• **Directive**
Copy the listing below line for line, leaving out the pictures.

• **Input records**
|---|
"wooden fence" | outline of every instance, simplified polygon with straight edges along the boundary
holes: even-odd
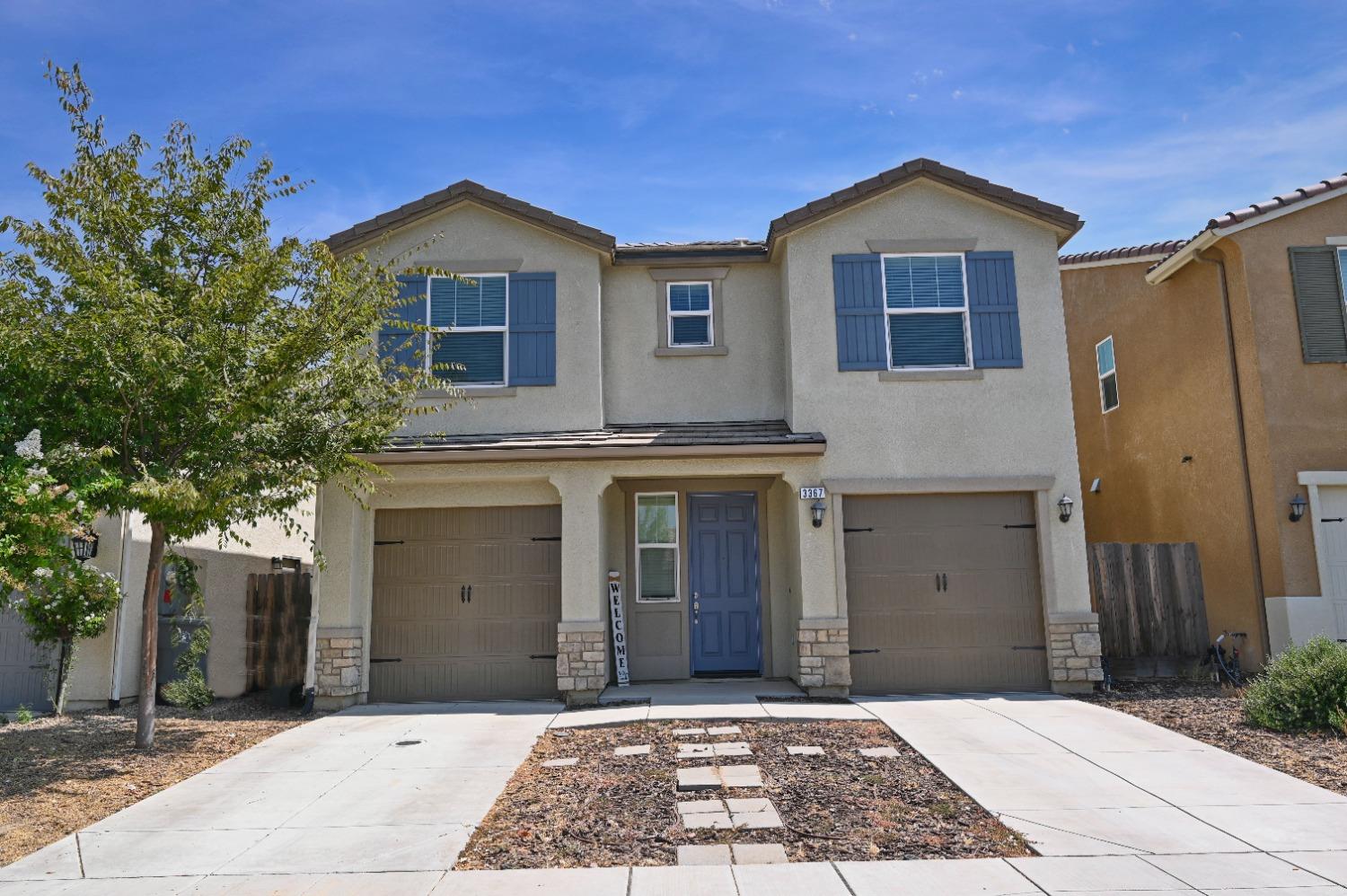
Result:
[[[302,684],[308,649],[310,574],[248,577],[248,690]]]
[[[1090,590],[1115,675],[1175,675],[1206,656],[1211,639],[1192,542],[1091,544]]]

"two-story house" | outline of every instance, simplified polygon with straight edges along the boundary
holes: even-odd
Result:
[[[1087,539],[1196,543],[1255,663],[1347,637],[1344,272],[1347,174],[1061,257]]]
[[[319,702],[593,702],[610,583],[636,682],[1090,687],[1079,226],[919,159],[761,241],[620,245],[470,182],[334,234],[463,275],[401,280],[470,400],[364,504],[322,489]]]

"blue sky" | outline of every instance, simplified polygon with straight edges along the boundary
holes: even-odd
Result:
[[[929,156],[1079,212],[1070,251],[1191,236],[1347,170],[1342,0],[0,4],[0,213],[70,140],[46,58],[114,135],[241,133],[323,237],[471,178],[620,241],[762,237]]]

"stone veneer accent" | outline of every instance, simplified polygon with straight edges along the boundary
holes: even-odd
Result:
[[[1099,616],[1096,613],[1052,613],[1048,617],[1048,658],[1052,663],[1052,690],[1080,693],[1103,680]]]
[[[365,632],[358,628],[318,629],[318,660],[314,664],[315,695],[326,705],[350,706],[361,693],[360,672]]]
[[[851,636],[845,618],[800,620],[800,687],[810,697],[845,697],[851,689]]]
[[[605,687],[607,687],[607,631],[603,624],[558,624],[556,690],[566,698],[566,705],[594,705]]]

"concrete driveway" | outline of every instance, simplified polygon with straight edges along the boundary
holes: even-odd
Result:
[[[428,891],[558,711],[436,703],[327,715],[0,869],[0,893],[109,893],[108,878],[133,877],[159,880],[127,881],[128,892],[241,893],[255,889],[228,889],[244,883],[234,876],[269,874],[290,876],[276,892],[331,892],[323,876],[353,872],[404,873],[374,877],[364,896],[422,878]],[[206,876],[222,880],[191,889]],[[264,884],[256,892],[272,892]]]
[[[750,687],[752,690],[752,687]],[[651,694],[555,703],[372,706],[284,732],[0,869],[0,896],[881,896],[1347,893],[1347,798],[1138,718],[1047,695],[760,703]],[[450,872],[535,738],[556,721],[878,718],[1041,858]]]

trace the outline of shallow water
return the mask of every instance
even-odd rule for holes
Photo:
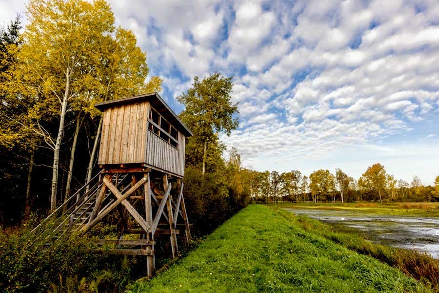
[[[361,211],[285,208],[297,214],[335,225],[344,230],[360,230],[370,240],[405,249],[426,251],[439,259],[439,219],[382,215]]]

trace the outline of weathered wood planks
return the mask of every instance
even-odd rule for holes
[[[104,110],[99,165],[146,164],[184,176],[185,135],[160,114],[158,123],[148,119],[151,111],[158,113],[147,101]]]

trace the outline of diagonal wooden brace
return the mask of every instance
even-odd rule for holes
|---|
• **Full answer**
"wooden fence" | outline of every instance, simplified polygon with straight edges along the boundary
holes: even-odd
Result:
[[[302,684],[308,649],[310,574],[248,577],[248,690]]]
[[[1090,590],[1115,675],[1175,675],[1206,656],[1211,639],[1192,542],[1091,544]]]

"two-story house" | outline of every instance, simplified polygon with straight edges along the boundary
holes: even-odd
Result:
[[[1087,539],[1196,543],[1255,663],[1347,637],[1344,272],[1347,174],[1061,257]]]
[[[319,702],[593,702],[610,583],[636,682],[1090,687],[1079,226],[919,159],[761,241],[620,245],[470,182],[334,234],[463,275],[401,280],[470,400],[364,504],[322,489]]]

"blue sky" | outline of every instance, simplified polygon with straight edges along the boundary
holes: even-odd
Result:
[[[929,156],[1079,212],[1070,251],[1191,236],[1347,170],[1342,0],[0,4],[0,213],[70,140],[46,58],[114,135],[241,133],[323,237],[471,178],[620,241],[762,237]]]

"stone veneer accent" | outline of every instance, simplified polygon with straight edges along the boundary
holes: even-odd
Result:
[[[1099,616],[1096,613],[1052,613],[1048,617],[1048,658],[1052,663],[1052,690],[1080,693],[1103,680]]]
[[[365,632],[358,628],[318,629],[318,660],[314,664],[315,695],[326,705],[350,706],[361,693],[360,672]]]
[[[851,636],[845,618],[800,620],[800,687],[810,697],[845,697],[851,689]]]
[[[605,687],[607,687],[607,631],[603,624],[558,624],[556,690],[566,698],[566,705],[594,705]]]

"concrete driveway" | outline of every instance, simplified polygon with straight edges along the boundary
holes: even-odd
Result:
[[[428,891],[558,711],[436,703],[327,715],[0,869],[0,893],[109,893],[108,878],[133,877],[159,880],[127,881],[128,892],[241,893],[255,889],[228,889],[244,883],[234,876],[269,874],[290,876],[276,892],[331,892],[323,876],[353,872],[404,873],[374,877],[364,896],[422,878]],[[206,876],[222,880],[191,889]],[[264,884],[256,892],[272,892]]]
[[[750,687],[752,690],[752,687]],[[651,694],[555,703],[372,706],[284,732],[0,869],[0,896],[881,896],[1347,893],[1347,798],[1138,718],[1047,695],[760,703]],[[450,872],[535,738],[556,721],[878,718],[1041,858]]]

trace the outline of shallow water
return the mask of every instance
even-odd rule for holes
Photo:
[[[361,211],[285,208],[297,214],[335,225],[344,230],[360,230],[370,240],[405,249],[426,251],[439,259],[439,219],[382,215]]]

trace the outline of weathered wood planks
return the mask of every instance
even-odd rule for holes
[[[104,110],[99,165],[146,164],[184,176],[185,135],[160,114],[158,123],[148,119],[151,111],[158,113],[147,101]]]

trace the outline of diagonal wooden brace
return the mask of every instance
even-odd rule for holes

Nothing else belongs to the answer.